Au-delà de l’ampleur des infractions : trafic d’influence, recel de prise illégale d’intérêt, favoritisme, abus de biens sociaux.

Il ne faut pas oublier, selon la durée des faits commis, s’étalant de 1999 à 2011. Plus d’une décennie.

Fait dans leur majorité, qui vont pouvoir être facilités par l’usage abusif de la stature politique de son frère. S’ajoute les circonstances de commission des faits. Ces conversations assassines, n’ont pas été un dérapage involontaire d’un homme engagé et entier. Elles sont le révélateur d’une entreprise de déstabilisation des institutions au gré d’intérêts particuliers…il vous est demandé, la plus grande, pour un homme, l’un de nous, qui a volontairement détourné, par malice, par pression, par la peur, nos institutions, ce en quoi, nous devons croire, là où nous avons tous abandonné une partie de notre libre arbitre.

Les faits reprochés à Alexandre Guérini, sont d’une exemplaire gravité, dans la dimension financière, la dimension économique et la dimension institutionnelle.

Alexandre Guérini guidait par ses seuls intérêts personnels croisés à ceux politiques de son frère, n’a pas été élu au premier tour dans le cœur des marseillais. Mais s’est autoproclamé souverain de cette cité et de la destinée de ses administrés.

Je requiers : huit ans de prison plus un mandat de dépôt, 500 000 €uros d’amende, cinq d’interdiction de gérer une société civile et commerciale et 5 ans d’interdictions de droits civils et civiques.

→ **ÉNONCÉ ÉCRIT A**: D'après le passage présenté, sur quelle période s'étalent les faits commis ?
→ **ÉNONCÉ ÉCRIT B**: Veuillez extraire du passage présenté le segment qui commence par « Il ne faut pas » et se poursuit jusqu'à « la dimension institutionnelle. ».

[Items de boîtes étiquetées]
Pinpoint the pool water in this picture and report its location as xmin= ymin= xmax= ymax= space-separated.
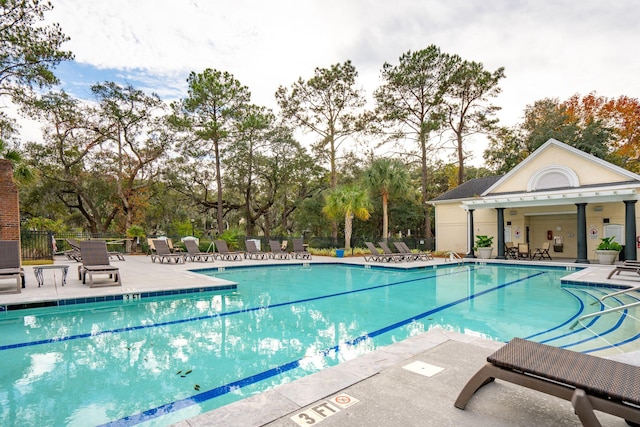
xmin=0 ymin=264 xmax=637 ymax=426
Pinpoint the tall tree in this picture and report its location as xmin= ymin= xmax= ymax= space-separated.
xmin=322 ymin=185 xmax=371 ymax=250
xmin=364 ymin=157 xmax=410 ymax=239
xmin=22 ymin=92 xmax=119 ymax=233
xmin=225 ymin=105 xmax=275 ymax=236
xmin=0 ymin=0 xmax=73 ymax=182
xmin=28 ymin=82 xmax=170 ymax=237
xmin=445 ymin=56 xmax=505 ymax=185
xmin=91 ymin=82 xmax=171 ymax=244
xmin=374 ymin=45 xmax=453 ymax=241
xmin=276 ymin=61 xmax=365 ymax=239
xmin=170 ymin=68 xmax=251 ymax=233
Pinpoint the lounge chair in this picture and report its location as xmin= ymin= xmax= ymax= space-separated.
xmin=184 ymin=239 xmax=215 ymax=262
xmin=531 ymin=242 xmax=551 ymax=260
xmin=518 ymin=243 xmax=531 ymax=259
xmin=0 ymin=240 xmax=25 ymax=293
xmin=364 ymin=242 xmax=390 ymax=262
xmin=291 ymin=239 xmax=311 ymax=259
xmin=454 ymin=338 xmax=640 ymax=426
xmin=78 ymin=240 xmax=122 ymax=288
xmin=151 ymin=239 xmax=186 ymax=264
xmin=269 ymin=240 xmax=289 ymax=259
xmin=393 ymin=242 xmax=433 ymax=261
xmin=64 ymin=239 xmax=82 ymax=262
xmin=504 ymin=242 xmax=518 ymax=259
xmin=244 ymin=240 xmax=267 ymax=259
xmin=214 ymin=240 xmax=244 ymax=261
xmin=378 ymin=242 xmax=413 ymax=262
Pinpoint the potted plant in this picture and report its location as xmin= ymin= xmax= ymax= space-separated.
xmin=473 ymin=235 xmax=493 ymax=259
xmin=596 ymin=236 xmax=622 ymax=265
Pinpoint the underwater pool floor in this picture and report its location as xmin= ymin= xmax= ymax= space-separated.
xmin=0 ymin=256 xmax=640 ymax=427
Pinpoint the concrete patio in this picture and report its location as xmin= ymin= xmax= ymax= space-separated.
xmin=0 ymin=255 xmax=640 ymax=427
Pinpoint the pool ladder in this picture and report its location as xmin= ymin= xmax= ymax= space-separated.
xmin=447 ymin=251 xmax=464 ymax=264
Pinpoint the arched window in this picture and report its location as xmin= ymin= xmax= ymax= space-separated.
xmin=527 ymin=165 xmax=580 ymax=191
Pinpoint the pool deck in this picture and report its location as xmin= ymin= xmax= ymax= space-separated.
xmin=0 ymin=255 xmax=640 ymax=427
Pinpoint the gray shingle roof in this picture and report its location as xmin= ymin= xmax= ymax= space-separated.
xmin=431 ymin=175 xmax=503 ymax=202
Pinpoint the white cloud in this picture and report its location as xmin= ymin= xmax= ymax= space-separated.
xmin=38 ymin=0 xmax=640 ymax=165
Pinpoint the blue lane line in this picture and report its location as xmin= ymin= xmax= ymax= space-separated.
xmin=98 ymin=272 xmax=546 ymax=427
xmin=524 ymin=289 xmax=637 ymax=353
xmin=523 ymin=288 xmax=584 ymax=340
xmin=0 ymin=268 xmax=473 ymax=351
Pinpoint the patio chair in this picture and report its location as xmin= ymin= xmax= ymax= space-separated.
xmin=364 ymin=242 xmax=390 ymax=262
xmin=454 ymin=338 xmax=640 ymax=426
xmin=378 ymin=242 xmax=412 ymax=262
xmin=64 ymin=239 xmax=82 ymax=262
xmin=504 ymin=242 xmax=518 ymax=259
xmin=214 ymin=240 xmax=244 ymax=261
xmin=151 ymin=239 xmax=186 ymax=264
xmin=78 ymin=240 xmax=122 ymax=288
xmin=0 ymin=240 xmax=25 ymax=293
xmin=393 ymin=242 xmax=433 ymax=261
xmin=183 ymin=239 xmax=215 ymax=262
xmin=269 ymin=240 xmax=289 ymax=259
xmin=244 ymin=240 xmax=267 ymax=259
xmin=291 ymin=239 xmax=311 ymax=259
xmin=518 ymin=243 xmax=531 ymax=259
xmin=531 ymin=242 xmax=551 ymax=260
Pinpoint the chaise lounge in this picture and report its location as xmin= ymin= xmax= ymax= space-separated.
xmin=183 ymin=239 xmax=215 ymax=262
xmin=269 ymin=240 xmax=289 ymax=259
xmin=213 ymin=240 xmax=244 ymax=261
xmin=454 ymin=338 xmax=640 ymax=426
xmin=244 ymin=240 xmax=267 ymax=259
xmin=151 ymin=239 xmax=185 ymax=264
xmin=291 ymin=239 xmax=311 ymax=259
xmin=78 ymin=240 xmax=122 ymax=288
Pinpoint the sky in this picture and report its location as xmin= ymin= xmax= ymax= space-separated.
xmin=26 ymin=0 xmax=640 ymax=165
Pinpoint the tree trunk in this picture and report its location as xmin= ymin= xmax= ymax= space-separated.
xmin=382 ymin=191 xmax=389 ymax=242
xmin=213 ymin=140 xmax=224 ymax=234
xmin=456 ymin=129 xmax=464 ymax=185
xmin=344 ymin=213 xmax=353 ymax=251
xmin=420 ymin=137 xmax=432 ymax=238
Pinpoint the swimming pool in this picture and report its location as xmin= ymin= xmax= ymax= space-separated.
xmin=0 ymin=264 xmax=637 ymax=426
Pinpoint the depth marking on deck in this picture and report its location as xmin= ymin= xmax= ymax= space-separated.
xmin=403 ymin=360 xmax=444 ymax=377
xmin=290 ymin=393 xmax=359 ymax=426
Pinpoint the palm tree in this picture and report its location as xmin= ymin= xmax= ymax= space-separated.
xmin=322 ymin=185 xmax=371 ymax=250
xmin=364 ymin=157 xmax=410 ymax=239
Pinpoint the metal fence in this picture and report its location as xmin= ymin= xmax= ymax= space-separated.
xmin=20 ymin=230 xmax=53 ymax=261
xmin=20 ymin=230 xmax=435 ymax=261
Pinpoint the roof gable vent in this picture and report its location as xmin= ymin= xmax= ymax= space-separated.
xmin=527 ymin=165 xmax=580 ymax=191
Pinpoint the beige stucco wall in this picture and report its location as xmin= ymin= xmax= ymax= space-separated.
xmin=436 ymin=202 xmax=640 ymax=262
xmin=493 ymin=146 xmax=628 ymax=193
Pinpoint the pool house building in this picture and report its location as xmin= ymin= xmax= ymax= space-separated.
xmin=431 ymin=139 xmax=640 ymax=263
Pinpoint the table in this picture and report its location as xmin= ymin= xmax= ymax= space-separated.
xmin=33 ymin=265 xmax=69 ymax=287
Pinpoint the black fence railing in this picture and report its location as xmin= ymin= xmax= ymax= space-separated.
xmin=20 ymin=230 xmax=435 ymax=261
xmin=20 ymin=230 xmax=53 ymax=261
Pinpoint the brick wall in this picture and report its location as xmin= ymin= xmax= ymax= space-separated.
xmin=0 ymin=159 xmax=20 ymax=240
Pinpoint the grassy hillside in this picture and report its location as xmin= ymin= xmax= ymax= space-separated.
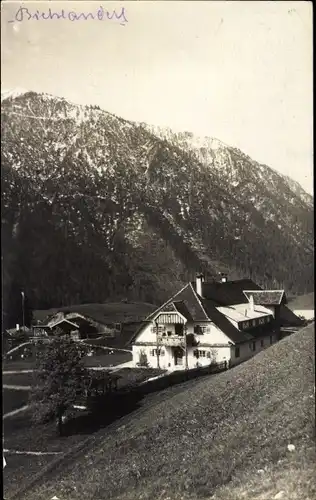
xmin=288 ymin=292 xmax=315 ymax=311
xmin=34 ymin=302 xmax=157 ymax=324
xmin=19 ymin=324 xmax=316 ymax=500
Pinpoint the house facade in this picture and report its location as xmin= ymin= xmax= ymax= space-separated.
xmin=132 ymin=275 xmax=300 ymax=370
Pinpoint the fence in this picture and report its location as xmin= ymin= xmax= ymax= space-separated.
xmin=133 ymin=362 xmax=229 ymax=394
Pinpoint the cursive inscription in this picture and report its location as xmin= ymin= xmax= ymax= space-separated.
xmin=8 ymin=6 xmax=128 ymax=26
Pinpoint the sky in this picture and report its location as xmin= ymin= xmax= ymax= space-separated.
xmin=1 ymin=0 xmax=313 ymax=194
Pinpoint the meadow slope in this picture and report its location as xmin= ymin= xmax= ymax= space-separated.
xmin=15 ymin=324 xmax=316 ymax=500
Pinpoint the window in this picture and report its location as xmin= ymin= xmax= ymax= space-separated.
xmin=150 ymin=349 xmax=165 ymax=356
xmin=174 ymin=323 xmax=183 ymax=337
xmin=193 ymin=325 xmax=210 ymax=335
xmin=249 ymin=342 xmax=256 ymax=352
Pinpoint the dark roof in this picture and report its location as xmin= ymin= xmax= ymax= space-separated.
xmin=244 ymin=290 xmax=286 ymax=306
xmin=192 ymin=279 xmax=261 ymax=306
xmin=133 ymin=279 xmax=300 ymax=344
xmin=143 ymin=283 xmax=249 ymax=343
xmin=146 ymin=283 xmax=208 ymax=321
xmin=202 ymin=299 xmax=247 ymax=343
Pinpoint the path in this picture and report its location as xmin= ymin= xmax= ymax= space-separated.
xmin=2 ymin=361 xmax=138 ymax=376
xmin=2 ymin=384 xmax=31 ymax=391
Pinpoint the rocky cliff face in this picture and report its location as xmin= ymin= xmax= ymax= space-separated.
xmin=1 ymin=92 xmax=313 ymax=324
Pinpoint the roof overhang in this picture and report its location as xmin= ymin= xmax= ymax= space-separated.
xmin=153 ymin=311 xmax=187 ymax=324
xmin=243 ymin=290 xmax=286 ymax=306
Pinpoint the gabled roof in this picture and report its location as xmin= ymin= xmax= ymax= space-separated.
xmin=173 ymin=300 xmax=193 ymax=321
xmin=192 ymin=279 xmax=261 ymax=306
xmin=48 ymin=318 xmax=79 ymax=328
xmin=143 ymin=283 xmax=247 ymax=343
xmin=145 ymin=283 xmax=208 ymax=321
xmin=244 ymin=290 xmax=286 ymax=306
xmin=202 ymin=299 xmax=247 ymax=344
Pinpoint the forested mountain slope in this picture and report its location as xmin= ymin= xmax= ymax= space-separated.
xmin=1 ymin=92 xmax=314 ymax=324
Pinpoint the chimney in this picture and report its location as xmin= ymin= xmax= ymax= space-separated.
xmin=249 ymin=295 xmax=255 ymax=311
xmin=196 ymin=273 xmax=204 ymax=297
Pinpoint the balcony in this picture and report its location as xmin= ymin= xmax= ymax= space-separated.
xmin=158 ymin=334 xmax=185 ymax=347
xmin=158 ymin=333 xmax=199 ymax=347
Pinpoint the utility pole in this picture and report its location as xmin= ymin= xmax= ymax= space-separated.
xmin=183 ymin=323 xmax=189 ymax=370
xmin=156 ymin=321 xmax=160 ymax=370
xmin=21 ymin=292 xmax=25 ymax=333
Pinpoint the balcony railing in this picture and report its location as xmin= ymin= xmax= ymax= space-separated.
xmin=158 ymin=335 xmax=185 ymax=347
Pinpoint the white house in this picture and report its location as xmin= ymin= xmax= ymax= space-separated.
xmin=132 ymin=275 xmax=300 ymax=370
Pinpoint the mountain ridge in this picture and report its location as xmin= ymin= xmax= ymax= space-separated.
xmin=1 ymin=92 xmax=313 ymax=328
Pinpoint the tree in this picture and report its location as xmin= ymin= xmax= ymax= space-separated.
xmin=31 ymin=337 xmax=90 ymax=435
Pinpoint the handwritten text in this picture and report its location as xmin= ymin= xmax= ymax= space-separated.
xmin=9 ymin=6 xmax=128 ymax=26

...

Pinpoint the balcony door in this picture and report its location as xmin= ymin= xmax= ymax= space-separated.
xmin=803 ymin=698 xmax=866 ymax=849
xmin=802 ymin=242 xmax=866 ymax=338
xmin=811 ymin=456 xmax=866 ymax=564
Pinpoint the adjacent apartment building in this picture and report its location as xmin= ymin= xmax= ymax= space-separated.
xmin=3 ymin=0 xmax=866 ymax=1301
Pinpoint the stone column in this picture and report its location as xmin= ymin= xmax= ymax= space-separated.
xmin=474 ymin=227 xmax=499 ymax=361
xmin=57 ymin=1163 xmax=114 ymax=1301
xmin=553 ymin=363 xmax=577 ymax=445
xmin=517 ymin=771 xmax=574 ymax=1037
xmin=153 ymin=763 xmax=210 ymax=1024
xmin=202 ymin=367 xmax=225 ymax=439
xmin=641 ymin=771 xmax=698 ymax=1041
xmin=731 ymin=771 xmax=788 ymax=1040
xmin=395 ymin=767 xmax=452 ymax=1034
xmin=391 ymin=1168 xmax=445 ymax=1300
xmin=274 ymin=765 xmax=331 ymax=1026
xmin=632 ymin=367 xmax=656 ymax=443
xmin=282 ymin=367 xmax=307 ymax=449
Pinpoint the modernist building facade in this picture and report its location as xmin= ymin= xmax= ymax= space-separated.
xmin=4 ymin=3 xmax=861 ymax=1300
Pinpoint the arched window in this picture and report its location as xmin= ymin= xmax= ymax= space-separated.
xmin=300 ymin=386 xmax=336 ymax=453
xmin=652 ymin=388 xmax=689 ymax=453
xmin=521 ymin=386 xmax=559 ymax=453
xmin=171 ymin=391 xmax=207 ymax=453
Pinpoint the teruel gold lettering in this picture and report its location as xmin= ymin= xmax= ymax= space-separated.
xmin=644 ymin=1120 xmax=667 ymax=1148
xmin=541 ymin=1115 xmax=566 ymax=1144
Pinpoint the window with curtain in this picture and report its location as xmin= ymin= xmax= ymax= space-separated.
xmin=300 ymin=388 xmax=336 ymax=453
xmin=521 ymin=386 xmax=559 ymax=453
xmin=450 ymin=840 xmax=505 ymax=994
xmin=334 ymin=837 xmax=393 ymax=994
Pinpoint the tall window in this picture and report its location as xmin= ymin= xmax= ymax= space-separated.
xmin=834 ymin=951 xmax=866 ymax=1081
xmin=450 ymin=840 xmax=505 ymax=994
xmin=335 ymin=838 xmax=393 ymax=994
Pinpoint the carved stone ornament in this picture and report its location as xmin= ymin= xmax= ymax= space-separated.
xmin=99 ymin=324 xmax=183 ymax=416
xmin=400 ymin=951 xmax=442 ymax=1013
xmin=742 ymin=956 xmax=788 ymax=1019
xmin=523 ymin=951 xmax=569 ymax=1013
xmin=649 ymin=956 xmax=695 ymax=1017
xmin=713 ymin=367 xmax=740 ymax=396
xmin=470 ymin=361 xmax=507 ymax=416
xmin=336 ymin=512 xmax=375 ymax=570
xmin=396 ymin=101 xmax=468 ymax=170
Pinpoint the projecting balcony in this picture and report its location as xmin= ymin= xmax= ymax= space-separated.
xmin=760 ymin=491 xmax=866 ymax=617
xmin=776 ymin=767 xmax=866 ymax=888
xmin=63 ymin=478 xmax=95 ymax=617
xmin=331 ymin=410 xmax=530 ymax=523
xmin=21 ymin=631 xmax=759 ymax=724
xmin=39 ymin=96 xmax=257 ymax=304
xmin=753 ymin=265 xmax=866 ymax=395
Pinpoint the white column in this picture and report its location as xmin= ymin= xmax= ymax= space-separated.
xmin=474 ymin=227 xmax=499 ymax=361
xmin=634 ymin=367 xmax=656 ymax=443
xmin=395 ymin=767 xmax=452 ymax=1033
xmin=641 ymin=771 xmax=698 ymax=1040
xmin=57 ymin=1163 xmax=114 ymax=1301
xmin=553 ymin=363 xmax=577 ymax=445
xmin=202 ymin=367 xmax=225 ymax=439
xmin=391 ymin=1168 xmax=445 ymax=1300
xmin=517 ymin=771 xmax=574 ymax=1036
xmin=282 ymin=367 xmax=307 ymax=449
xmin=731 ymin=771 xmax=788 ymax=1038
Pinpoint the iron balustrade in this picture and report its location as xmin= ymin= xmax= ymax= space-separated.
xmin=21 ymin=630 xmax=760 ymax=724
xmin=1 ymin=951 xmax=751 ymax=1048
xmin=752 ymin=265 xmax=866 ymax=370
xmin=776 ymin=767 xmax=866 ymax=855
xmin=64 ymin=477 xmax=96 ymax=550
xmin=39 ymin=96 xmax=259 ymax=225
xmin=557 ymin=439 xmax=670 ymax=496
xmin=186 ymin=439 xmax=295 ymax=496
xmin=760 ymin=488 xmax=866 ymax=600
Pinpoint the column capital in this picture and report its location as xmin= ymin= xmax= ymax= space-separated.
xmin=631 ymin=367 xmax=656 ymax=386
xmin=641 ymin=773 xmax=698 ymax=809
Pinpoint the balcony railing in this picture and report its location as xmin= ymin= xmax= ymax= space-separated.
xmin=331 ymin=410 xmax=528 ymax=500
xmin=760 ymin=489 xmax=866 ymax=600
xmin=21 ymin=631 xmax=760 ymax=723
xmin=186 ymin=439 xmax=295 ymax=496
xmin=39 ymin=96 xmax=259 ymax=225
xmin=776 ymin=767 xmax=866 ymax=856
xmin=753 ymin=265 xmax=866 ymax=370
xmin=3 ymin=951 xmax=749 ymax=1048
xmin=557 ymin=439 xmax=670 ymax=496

--

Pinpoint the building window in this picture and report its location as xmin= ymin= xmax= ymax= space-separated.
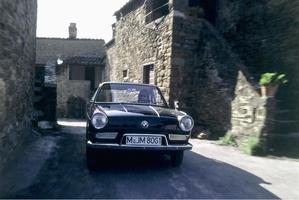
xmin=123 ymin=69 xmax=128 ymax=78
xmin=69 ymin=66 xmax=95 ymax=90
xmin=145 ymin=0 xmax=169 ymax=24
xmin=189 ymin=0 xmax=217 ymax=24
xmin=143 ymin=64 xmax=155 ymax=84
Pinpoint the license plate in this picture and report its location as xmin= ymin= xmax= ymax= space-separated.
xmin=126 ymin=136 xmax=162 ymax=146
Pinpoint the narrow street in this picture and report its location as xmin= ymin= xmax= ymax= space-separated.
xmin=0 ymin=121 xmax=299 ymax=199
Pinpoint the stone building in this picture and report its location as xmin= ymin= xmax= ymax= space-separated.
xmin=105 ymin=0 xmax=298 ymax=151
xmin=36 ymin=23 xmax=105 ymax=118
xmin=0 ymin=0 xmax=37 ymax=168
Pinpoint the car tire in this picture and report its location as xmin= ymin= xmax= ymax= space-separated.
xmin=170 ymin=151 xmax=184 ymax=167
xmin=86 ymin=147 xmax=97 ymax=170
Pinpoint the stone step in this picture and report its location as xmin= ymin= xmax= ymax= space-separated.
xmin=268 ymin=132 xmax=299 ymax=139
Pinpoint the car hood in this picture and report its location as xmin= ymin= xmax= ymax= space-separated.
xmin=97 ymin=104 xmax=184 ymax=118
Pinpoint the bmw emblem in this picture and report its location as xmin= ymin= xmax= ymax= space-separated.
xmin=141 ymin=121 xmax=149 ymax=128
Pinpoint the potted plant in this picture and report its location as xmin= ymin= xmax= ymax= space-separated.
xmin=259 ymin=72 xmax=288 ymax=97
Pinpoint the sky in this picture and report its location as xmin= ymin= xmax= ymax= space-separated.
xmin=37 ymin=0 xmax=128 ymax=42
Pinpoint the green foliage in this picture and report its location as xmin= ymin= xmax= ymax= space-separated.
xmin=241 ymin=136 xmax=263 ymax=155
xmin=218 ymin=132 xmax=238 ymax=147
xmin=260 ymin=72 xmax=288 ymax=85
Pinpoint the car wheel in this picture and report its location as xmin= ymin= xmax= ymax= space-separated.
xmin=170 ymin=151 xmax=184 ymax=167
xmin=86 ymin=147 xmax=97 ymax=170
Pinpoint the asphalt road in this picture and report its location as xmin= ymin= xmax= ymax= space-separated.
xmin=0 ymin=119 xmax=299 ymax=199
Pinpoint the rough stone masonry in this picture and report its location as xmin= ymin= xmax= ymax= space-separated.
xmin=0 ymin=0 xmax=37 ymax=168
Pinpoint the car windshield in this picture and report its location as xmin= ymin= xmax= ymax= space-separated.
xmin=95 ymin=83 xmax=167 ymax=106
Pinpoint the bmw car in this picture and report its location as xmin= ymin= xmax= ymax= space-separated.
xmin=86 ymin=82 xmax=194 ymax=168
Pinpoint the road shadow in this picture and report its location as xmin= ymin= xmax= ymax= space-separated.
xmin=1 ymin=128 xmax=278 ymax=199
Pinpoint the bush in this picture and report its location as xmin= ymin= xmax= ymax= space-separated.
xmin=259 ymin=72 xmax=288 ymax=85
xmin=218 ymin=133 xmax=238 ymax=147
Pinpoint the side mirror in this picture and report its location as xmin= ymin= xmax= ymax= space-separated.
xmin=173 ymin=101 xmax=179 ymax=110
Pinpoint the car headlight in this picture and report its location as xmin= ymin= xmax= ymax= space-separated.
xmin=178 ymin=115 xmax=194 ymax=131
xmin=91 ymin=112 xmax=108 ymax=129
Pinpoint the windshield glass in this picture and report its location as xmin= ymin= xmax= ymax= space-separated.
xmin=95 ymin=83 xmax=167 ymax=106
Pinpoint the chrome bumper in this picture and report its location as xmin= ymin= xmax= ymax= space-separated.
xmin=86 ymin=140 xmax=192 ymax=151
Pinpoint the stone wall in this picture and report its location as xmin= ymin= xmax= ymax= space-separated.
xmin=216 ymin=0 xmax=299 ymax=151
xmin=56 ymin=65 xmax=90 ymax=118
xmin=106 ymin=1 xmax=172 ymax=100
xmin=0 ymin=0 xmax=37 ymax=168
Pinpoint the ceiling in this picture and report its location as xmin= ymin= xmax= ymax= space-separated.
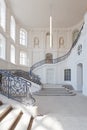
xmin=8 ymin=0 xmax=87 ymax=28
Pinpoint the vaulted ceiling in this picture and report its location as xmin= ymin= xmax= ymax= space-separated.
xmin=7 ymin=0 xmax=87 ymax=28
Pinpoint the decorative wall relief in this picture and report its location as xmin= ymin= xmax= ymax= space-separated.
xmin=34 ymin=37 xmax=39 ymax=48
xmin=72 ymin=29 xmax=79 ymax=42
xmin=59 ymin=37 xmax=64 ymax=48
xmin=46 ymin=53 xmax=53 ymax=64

→ **SOLUTION COMPLÈTE A**: De 1999 à 2011.

→ **SOLUTION COMPLÈTE B**:
Il ne faut pas oublier, selon la durée des faits commis, s’étalant de 1999 à 2011. Plus d’une décennie.

Fait dans leur majorité, qui vont pouvoir être facilités par l’usage abusif de la stature politique de son frère. S’ajoute les circonstances de commission des faits. Ces conversations assassines, n’ont pas été un dérapage involontaire d’un homme engagé et entier. Elles sont le révélateur d’une entreprise de déstabilisation des institutions au gré d’intérêts particuliers…il vous est demandé, la plus grande, pour un homme, l’un de nous, qui a volontairement détourné, par malice, par pression, par la peur, nos institutions, ce en quoi, nous devons croire, là où nous avons tous abandonné une partie de notre libre arbitre.

Les faits reprochés à Alexandre Guérini, sont d’une exemplaire gravité, dans la dimension financière, la dimension économique et la dimension institutionnelle.